## [Work item]
From the entries that follow, list every line in which the string "horse" appears.

## [Data listing]

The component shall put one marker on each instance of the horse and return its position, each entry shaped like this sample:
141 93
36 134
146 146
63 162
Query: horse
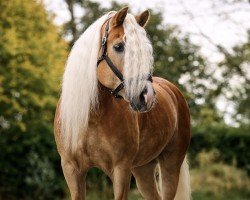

## [Task answer]
The component shall put one marker on each instance of the horse and return its position, each entry shaped like this sample:
Query: horse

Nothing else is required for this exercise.